## Work to complete:
Locate every line below that contains the word "plume" and copy each of those lines. Case matters.

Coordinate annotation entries

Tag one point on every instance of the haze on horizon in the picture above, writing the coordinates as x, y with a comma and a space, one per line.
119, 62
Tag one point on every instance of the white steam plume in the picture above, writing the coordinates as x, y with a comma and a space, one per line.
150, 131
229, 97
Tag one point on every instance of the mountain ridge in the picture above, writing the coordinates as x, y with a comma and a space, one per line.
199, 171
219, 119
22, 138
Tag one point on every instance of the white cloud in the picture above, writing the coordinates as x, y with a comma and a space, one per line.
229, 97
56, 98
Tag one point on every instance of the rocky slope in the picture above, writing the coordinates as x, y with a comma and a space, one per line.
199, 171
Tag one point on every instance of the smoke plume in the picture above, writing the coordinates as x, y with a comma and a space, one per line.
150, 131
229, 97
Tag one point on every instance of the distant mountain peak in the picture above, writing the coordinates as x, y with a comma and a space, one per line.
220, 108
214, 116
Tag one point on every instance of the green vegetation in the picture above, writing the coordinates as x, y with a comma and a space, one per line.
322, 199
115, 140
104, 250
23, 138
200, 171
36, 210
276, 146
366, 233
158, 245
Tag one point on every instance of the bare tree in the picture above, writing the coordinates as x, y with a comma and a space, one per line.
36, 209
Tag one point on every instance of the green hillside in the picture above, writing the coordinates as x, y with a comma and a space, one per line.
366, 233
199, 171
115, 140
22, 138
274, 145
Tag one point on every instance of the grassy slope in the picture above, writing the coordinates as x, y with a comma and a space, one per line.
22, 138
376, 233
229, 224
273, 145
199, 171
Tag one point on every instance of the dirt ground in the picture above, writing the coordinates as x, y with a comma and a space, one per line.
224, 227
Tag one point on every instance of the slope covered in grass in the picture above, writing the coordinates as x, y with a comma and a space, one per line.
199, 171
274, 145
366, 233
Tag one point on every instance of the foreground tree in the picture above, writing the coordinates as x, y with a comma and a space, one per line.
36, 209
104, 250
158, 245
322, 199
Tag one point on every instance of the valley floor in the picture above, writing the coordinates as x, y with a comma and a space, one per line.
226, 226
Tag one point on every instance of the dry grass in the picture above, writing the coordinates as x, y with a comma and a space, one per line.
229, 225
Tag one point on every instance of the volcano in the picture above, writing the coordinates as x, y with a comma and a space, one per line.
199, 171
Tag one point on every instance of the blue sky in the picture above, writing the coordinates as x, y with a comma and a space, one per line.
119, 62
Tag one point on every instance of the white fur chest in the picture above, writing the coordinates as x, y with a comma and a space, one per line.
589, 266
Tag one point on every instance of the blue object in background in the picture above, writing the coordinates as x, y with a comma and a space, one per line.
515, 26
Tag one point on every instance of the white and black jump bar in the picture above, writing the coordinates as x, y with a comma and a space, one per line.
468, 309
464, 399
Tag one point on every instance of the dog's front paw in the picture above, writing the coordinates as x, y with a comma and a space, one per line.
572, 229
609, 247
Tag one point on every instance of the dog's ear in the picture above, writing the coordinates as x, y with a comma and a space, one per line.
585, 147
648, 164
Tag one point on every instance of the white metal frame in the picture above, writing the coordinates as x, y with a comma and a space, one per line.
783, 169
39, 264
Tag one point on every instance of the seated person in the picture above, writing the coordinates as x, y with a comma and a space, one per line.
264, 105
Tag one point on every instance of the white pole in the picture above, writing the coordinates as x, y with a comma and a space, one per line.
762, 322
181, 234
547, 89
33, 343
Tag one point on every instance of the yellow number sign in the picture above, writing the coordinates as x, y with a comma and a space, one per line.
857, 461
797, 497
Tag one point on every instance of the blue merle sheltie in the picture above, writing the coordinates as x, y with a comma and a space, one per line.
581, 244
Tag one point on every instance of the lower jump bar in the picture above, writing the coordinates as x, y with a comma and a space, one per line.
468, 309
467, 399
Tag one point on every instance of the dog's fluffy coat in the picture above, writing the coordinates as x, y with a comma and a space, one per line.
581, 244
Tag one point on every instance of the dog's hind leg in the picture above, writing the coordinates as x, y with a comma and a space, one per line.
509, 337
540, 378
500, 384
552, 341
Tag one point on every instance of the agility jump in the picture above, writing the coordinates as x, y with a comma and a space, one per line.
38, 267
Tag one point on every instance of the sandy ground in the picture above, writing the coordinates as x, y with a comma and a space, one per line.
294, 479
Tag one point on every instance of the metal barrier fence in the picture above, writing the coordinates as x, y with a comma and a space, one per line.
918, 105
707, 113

* * *

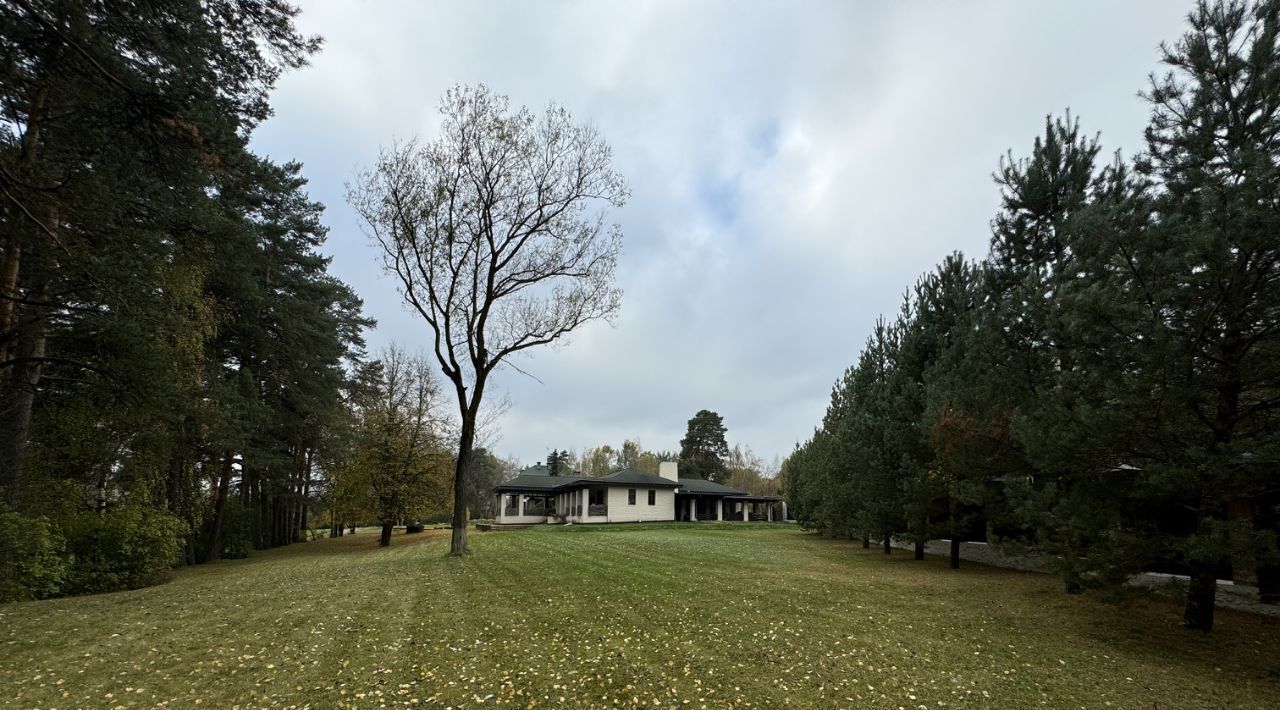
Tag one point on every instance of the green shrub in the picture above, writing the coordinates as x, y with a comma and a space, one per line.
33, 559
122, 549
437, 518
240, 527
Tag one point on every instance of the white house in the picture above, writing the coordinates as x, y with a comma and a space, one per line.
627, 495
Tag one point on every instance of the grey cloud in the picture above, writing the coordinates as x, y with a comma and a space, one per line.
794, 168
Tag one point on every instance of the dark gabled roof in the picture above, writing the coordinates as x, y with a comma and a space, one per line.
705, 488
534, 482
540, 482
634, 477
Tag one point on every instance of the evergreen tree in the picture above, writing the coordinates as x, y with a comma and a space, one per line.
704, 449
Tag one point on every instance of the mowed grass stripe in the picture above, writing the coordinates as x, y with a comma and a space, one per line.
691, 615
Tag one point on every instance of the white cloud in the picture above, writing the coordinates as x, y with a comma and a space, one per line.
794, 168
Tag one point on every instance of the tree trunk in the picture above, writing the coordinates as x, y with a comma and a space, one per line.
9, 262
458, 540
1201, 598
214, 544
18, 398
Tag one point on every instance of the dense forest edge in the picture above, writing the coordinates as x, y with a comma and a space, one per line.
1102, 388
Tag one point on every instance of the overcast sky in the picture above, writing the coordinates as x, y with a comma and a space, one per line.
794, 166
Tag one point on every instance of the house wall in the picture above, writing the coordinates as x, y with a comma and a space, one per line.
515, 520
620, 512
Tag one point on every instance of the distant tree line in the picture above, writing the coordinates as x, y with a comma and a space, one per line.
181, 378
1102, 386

## Exercise result:
Tag one point on every instance of the white steam plume in the picture above, writing the coordinates as x, y with a comma and a space, one per line.
Tag one point on every instance of the smoke plume in the picture above, writing the coordinates as x, y with a comma and a space, one per line.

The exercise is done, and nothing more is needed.